ФРАГМЕНТ ТЕКСТА:
-------------------------

Если видеть в пушкинском творчестве воплощенную гармонию, то прежде всего это «Евгений Онегин». Создание «Онегина» — подвиг, подвиг как подвижничество. Семь лет неустанного, напряженнейшего труда для того, чтобы достичь иллюзии его полного отсутствия. Колоссальное здание, составленное из тысяч стихотворных строк, легко и воздушно. Строфы, каждая из которых вместила, кажется, все разнообразие русской строфики, во всяком случае, широко обиходной (чрезмерностей и изощренностей Пушкин и здесь счастливо избежал), членя роман, создают впечатление постоянного обновления в самой повторяемости, совершенно раскованного течения стихов. Достигнута абсолютная свобода владения словом, может быть, в самом искусственном его выражении — в стихе.
«Евгений Онегин» как бы разрешил противоречие между стихом и прозой, важнейшее для всей последующей русской поэзии и прозы, уже взятых вновь в своей самостоятельности. Важнейшее в том смысле, что после «Онегина» в принципе уже ничто не могло быть выведено за пределы поэзии как само по себе непоэтическое. С другой стороны, для любой эмпирики открывалась и в прозе возможность быть возведенной, по слову Гоголя, в «перл создания».
Только после «Онегина» в творчестве самого Пушкина наконец отделятся окончательно стихи от прозы, а проза впервые обретет самостоятельность: законченная пушкинская проза появляется только с завершением «Онегина».

-------------------------

ФРАГМЕНТЫ ДАННЫХ:
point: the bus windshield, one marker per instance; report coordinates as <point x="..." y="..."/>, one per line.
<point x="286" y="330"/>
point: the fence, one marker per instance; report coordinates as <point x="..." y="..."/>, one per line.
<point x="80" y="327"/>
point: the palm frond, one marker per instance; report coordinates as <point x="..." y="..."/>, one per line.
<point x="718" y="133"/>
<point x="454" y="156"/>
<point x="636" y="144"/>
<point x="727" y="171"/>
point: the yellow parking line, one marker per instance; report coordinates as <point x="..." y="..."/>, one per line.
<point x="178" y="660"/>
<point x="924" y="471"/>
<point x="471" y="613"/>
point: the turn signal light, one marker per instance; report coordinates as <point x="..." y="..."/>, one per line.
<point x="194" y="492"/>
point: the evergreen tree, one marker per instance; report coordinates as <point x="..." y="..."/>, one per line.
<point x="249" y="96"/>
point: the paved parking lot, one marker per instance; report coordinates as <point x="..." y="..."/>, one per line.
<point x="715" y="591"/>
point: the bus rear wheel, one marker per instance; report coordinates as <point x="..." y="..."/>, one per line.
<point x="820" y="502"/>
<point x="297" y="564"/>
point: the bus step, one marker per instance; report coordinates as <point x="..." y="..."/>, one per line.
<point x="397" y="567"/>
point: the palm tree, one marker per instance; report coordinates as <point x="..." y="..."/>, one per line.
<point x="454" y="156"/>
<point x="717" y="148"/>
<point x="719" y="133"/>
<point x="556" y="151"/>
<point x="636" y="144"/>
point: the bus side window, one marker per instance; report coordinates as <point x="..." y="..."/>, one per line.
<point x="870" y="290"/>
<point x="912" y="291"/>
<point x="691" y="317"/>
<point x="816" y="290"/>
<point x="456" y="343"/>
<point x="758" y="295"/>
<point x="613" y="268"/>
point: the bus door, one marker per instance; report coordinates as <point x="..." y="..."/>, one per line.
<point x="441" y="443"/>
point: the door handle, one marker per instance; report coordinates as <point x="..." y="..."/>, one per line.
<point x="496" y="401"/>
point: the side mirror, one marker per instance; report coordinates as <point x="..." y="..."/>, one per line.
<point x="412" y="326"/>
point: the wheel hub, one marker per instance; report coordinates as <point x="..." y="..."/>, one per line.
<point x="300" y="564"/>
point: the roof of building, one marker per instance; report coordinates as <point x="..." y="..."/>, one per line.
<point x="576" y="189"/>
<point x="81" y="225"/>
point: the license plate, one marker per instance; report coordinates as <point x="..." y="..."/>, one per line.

-------------------------

ЗАДАНИЯ:
[A] Переведите на английский язык предложение из текста о «Евгении Онегине»: «Колоссальное здание, составленное из тысяч стихотворных строк, легко и воздушно.»
[B] Продублируйте отрывок из текста о «Евгении Онегине», начав со слов "Если видеть в" и закончив словами "выражении — в стихе.".
Данные взяты из другого источника.

ОТВЕТЫ ПО ЗАДАНИЯМ:
[A] The colossal edifice, composed of thousands of lines of verse, is light and airy.

[B]
Если видеть в пушкинском творчестве воплощенную гармонию, то прежде всего это «Евгений Онегин». Создание «Онегина» — подвиг, подвиг как подвижничество. Семь лет неустанного, напряженнейшего труда для того, чтобы достичь иллюзии его полного отсутствия. Колоссальное здание, составленное из тысяч стихотворных строк, легко и воздушно. Строфы, каждая из которых вместила, кажется, все разнообразие русской строфики, во всяком случае, широко обиходной (чрезмерностей и изощренностей Пушкин и здесь счастливо избежал), членя роман, создают впечатление постоянного обновления в самой повторяемости, совершенно раскованного течения стихов. Достигнута абсолютная свобода владения словом, может быть, в самом искусственном его выражении — в стихе.